(Records from a collection)
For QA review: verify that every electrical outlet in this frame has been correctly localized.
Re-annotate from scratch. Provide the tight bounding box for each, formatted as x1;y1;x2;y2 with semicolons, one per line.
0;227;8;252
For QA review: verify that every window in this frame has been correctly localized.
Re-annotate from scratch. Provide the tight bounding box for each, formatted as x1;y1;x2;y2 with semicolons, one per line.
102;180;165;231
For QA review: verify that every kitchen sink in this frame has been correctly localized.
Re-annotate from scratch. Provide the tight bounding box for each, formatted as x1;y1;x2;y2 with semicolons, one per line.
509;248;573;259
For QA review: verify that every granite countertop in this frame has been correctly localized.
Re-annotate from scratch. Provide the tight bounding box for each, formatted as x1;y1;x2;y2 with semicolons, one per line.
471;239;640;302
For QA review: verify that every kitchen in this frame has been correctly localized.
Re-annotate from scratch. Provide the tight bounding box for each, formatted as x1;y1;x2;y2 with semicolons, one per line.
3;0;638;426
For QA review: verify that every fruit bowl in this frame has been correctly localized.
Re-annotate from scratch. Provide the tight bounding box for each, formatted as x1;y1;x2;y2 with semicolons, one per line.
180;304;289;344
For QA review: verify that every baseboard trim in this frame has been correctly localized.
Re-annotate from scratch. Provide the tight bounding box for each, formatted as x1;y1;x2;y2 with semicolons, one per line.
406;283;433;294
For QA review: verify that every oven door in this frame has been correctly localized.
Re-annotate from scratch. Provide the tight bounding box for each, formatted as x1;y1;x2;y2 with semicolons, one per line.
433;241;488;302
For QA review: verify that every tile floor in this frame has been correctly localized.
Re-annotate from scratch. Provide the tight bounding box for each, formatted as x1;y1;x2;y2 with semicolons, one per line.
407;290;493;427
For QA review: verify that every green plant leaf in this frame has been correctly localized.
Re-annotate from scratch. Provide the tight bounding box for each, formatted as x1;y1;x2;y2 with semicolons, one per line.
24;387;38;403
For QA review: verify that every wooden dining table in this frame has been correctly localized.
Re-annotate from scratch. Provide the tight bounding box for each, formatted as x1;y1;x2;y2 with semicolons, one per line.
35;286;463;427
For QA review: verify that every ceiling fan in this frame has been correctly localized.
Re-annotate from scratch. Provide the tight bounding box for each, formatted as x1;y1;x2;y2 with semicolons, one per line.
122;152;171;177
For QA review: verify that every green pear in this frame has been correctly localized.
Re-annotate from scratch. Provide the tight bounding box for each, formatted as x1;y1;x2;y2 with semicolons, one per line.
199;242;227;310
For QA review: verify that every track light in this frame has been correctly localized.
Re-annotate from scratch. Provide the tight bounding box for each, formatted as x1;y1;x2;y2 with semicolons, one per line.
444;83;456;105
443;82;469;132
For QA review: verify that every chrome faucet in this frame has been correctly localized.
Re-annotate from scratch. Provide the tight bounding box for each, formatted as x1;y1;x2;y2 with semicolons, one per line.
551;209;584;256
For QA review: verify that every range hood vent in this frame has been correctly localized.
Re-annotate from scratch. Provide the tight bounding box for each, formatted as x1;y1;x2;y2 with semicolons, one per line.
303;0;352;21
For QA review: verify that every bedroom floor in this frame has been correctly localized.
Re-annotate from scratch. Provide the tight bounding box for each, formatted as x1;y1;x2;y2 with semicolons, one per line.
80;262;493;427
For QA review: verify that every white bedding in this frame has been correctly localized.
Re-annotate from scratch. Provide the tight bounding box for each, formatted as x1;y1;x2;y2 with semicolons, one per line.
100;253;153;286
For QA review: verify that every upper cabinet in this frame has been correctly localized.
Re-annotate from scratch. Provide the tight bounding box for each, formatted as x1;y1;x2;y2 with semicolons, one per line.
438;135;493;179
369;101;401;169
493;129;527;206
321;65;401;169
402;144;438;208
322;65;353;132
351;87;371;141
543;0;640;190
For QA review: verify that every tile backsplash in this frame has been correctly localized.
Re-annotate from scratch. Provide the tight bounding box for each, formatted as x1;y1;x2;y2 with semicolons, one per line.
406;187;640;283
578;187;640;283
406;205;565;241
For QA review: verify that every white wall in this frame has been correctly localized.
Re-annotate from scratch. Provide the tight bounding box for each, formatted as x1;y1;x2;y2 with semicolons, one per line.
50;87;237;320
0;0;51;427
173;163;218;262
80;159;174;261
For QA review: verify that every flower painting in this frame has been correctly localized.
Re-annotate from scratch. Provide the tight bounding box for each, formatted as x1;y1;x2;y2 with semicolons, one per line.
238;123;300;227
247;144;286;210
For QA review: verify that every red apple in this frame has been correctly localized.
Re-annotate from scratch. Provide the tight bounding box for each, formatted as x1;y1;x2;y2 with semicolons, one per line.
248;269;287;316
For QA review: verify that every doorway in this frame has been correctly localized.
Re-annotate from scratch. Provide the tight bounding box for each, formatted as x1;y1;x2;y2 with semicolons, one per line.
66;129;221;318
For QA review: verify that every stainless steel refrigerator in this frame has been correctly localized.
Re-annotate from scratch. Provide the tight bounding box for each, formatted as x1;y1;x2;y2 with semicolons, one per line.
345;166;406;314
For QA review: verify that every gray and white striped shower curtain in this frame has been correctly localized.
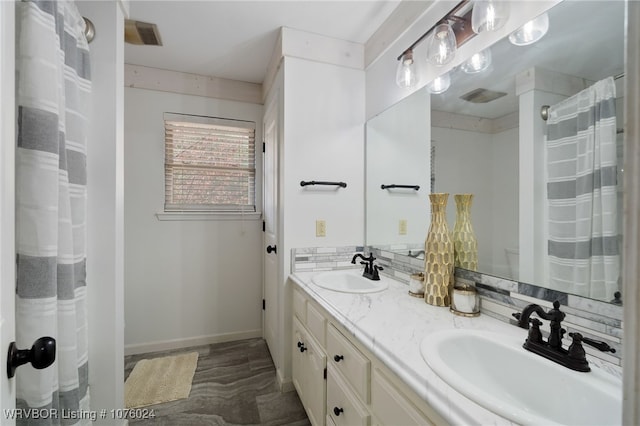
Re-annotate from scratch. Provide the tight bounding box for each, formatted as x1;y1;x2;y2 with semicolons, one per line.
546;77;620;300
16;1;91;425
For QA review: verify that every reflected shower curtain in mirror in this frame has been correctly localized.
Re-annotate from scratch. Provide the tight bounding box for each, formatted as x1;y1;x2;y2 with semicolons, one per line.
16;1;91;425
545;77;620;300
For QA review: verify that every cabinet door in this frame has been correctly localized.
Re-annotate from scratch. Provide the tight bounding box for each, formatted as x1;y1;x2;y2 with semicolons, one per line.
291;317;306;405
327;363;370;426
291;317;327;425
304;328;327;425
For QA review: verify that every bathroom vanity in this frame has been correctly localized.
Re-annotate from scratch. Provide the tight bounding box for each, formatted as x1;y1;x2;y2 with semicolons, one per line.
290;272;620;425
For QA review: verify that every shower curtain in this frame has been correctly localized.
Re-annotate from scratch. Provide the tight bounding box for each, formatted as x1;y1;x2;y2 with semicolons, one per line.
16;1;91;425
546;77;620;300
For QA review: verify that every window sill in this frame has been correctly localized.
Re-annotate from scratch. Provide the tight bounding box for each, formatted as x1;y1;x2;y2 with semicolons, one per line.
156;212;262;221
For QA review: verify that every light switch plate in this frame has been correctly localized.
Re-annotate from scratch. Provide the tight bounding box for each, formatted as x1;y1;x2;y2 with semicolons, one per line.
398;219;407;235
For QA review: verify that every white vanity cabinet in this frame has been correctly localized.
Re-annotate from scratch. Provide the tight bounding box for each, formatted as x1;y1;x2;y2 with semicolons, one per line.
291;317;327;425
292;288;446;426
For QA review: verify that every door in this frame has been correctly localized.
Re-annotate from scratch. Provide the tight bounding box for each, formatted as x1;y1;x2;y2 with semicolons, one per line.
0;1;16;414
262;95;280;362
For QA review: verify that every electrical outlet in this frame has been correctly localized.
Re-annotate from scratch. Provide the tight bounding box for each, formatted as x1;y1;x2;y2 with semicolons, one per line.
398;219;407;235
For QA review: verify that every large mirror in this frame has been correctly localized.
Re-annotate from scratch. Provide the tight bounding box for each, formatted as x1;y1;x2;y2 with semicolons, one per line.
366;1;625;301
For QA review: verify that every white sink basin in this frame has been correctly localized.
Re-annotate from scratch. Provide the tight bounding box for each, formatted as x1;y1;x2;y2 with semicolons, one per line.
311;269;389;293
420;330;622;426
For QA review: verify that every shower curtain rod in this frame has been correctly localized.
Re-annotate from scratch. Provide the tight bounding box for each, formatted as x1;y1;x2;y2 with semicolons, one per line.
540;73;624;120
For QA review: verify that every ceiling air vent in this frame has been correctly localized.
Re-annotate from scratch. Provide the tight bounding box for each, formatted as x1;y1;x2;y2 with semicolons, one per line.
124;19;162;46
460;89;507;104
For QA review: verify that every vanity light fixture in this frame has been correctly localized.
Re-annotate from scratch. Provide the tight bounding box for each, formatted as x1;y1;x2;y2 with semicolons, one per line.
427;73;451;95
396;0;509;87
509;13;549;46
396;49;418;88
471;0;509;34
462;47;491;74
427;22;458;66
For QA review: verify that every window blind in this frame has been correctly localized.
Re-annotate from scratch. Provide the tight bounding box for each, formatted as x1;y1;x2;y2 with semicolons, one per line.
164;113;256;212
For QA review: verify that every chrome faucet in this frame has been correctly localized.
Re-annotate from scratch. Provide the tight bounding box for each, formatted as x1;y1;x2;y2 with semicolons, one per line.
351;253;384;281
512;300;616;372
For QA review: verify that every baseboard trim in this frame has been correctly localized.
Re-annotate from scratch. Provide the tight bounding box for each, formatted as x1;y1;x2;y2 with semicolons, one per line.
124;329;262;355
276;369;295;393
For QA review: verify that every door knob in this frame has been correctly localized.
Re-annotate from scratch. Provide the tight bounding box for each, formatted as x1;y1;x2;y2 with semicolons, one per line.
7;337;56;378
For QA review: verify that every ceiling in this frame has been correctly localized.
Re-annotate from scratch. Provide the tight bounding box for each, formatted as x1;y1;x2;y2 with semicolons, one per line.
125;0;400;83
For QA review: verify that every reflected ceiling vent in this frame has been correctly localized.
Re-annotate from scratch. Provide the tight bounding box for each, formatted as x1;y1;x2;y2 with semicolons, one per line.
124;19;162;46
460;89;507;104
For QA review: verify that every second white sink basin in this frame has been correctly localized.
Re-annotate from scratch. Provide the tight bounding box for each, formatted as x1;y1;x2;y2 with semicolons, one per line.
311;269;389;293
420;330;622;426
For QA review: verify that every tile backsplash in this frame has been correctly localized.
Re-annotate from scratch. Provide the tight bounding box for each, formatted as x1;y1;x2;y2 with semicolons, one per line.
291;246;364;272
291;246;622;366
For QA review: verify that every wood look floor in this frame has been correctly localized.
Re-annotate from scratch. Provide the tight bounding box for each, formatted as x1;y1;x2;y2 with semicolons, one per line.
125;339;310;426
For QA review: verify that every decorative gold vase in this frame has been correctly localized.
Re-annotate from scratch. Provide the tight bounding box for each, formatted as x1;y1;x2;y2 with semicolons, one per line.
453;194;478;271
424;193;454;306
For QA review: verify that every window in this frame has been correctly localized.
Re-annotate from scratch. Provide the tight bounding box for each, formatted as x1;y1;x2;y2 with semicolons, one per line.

...

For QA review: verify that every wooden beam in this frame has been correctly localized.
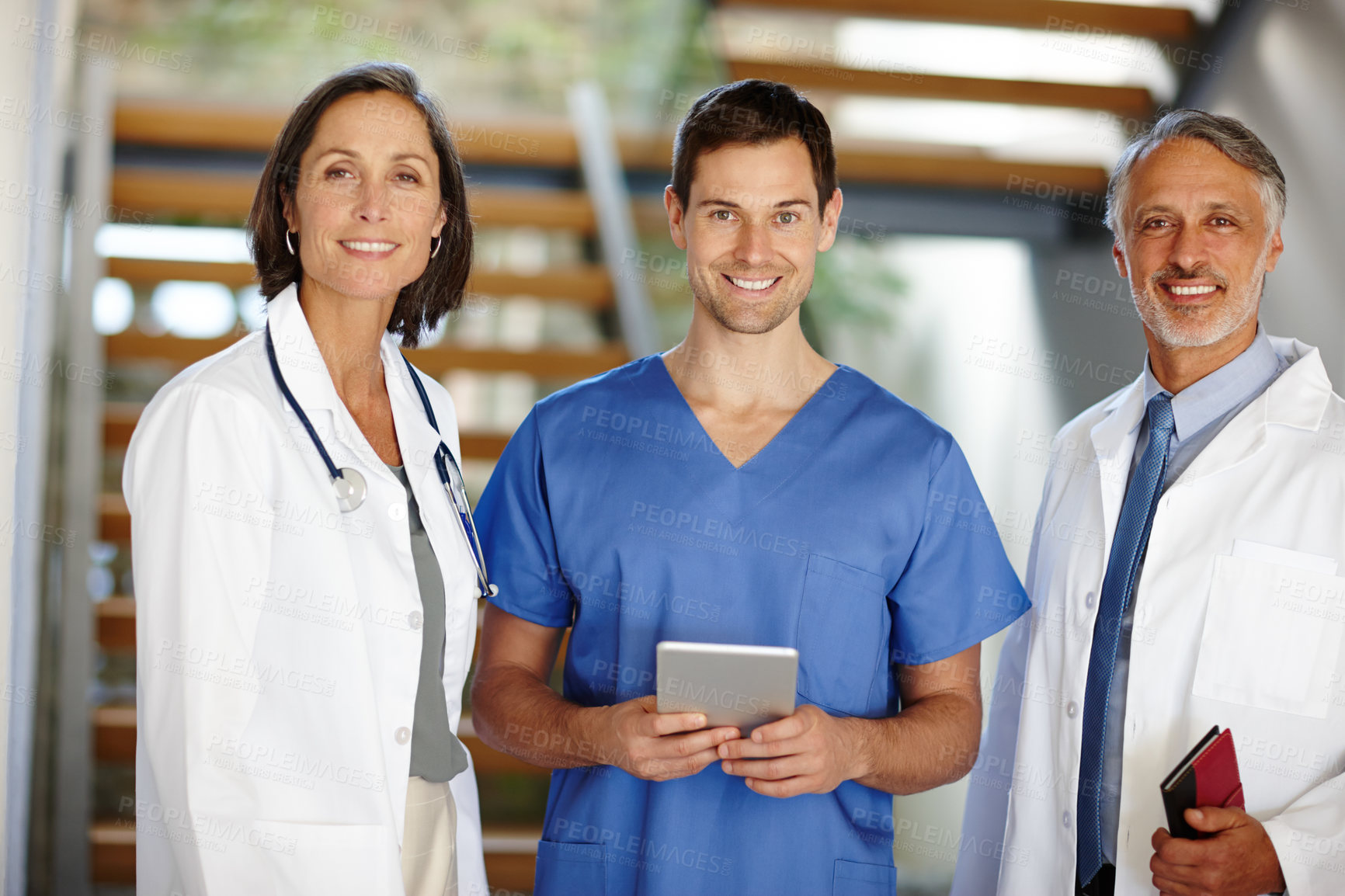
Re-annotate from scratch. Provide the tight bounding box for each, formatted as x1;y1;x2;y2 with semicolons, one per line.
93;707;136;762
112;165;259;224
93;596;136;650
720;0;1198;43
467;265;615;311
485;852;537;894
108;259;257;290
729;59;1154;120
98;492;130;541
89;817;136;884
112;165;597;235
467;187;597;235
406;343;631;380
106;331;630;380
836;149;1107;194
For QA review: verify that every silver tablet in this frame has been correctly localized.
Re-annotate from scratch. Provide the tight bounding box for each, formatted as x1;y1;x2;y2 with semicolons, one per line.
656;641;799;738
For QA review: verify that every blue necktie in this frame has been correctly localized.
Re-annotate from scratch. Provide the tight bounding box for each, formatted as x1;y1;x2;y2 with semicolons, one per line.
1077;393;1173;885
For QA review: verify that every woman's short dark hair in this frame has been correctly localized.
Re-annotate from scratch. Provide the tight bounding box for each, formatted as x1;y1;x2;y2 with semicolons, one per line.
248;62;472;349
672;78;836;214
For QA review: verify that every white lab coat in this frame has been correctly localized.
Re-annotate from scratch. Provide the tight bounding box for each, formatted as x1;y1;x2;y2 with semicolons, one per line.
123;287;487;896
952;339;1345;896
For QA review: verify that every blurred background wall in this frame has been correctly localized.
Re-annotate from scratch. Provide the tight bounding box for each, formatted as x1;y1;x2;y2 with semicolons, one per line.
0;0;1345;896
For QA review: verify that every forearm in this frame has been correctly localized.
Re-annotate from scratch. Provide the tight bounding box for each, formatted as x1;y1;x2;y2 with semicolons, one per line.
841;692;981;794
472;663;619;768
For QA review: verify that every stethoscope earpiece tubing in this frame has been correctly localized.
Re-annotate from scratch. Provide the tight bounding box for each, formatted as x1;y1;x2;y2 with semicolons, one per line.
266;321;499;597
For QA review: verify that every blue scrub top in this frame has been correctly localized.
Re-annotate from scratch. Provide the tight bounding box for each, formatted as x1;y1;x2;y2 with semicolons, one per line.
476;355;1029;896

## TASK PROMPT
Convert the lines from the one containing "For QA review: verify that every window blind" to the one containing "164;113;256;212" into a JSON list of strings, with one string per line and blank lines omitted.

## REPLY
[
  "For QA review: verify that every window blind in this frame has been correctly localized.",
  "Re-annotate from scratch. Provide the tight bounding box for each, formatted as x1;y1;x2;y2 with semicolons, one per line.",
  "164;113;256;212"
]